(Saved data entries)

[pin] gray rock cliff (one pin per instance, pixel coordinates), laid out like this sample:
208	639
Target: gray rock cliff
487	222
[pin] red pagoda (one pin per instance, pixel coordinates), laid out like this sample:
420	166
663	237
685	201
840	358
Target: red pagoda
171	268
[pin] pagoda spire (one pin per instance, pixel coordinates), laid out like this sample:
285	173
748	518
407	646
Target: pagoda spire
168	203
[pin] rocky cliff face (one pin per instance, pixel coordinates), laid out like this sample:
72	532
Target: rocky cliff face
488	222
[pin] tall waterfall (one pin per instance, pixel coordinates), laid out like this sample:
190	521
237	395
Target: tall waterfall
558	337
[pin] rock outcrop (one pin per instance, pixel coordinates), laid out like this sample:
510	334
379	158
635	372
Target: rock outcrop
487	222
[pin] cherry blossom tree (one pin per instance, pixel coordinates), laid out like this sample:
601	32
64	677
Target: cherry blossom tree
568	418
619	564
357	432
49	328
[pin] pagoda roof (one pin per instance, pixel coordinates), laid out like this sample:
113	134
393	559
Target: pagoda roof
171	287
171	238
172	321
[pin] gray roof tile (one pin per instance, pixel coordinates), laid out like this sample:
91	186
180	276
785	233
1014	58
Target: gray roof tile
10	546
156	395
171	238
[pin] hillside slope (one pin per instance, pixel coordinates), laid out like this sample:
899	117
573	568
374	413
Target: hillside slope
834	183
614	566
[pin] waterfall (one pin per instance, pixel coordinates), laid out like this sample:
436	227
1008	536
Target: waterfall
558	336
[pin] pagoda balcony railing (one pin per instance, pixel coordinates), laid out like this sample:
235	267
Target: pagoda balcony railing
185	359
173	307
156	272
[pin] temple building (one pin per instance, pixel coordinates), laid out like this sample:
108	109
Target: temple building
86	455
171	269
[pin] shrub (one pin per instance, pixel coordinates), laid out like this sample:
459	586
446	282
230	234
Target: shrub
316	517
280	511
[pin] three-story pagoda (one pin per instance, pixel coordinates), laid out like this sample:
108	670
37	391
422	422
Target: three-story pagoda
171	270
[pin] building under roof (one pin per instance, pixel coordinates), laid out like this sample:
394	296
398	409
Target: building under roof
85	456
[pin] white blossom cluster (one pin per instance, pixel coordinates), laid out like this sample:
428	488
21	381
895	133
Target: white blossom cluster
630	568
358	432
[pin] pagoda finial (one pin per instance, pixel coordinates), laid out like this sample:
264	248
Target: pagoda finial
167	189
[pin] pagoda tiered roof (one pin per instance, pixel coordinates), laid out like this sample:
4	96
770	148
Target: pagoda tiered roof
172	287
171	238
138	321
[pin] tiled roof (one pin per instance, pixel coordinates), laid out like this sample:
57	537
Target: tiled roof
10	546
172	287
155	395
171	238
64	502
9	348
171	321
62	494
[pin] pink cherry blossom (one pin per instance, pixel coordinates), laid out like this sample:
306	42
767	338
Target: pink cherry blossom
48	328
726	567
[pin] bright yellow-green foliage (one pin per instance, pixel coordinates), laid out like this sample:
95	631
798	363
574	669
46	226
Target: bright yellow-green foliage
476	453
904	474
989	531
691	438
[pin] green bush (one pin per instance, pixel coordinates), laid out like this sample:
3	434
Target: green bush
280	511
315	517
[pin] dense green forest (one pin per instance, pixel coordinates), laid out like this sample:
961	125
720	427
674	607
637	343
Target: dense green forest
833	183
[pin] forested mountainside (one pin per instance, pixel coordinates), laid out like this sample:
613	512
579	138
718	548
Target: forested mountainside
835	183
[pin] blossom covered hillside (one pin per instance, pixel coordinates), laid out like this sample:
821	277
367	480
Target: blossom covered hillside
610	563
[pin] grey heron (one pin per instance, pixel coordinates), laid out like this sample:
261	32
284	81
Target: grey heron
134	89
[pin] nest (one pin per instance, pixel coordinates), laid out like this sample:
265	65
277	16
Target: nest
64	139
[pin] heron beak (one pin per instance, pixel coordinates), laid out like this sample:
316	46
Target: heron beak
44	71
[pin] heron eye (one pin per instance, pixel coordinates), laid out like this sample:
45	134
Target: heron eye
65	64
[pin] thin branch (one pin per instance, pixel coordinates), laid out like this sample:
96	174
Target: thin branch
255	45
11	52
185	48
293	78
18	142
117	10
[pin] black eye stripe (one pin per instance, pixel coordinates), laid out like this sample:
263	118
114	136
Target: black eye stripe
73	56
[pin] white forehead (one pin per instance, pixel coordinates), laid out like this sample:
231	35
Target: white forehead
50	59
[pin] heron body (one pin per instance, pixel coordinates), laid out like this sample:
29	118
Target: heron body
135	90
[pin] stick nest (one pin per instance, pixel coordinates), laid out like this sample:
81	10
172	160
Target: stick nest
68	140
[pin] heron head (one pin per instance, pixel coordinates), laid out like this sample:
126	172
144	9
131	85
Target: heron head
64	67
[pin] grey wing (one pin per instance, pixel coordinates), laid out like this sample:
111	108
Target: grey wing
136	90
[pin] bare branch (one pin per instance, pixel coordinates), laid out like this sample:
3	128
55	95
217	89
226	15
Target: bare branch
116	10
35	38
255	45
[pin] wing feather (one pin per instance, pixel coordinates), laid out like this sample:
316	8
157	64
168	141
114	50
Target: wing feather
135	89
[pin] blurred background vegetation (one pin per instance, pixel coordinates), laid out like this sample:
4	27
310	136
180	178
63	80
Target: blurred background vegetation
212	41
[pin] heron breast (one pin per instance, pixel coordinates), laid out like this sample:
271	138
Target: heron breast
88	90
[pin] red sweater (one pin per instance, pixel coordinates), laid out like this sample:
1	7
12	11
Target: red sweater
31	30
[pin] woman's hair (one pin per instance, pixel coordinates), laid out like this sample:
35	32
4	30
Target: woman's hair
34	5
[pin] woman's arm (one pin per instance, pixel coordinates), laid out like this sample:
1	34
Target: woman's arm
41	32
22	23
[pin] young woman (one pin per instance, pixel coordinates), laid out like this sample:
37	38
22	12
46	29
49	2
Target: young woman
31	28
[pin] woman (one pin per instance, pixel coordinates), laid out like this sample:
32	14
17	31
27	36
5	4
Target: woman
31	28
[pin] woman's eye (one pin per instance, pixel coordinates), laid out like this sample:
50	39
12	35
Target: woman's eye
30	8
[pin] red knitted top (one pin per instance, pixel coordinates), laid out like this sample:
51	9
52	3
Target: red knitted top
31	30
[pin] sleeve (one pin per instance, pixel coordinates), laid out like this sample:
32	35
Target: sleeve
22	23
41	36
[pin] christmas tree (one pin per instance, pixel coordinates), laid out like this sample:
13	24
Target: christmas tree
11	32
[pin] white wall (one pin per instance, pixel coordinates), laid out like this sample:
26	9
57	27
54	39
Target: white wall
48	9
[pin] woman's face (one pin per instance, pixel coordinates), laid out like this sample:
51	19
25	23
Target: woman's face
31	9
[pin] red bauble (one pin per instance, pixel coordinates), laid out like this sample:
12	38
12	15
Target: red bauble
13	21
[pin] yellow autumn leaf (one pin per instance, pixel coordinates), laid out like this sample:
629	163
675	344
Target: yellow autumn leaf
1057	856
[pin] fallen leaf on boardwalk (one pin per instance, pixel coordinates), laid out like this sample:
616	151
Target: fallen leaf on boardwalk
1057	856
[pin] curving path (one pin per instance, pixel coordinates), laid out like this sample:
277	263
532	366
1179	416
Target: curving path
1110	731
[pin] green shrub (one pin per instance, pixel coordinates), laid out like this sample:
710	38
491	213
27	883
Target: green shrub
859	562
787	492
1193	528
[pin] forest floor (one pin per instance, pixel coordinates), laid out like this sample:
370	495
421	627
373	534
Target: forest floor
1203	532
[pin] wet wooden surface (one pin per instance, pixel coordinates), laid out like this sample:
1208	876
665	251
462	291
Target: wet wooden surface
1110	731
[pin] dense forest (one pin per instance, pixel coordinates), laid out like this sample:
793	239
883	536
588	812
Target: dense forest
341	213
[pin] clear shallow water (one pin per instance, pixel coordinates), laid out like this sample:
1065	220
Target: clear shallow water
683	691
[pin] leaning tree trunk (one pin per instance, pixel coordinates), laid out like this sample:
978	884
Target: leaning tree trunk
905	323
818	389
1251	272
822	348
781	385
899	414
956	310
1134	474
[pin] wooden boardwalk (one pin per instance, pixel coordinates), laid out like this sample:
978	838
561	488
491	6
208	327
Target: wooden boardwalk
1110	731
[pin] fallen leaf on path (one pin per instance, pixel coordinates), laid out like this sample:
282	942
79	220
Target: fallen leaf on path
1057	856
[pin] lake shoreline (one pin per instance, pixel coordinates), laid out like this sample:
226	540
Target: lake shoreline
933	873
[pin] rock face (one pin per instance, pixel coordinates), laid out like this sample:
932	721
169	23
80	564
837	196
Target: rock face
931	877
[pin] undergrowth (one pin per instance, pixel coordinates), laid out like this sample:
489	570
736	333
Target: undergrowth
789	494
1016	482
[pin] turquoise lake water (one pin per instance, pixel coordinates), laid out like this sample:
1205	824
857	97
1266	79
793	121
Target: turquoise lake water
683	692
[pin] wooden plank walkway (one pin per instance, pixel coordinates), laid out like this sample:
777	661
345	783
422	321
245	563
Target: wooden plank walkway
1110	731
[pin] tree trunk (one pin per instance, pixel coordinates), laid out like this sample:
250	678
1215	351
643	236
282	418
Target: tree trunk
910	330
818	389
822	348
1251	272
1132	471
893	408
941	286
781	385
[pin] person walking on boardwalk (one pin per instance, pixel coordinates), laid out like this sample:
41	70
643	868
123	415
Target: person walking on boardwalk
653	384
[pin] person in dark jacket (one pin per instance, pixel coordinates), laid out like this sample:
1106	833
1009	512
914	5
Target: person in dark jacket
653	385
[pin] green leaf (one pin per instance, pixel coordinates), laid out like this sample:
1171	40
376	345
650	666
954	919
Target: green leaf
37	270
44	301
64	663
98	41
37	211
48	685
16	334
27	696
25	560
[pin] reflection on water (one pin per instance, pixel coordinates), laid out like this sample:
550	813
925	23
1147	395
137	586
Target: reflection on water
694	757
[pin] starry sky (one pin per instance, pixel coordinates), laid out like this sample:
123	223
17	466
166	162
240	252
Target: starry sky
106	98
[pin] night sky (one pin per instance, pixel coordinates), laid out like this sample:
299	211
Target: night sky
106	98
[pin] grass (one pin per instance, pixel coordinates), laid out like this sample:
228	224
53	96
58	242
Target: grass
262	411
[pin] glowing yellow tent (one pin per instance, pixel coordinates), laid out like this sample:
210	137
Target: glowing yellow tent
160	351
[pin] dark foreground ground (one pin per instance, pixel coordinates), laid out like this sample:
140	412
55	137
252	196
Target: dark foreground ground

• Activity
Using the data above, say how many lines include "foreground". No other reply is needed.

• Output below
2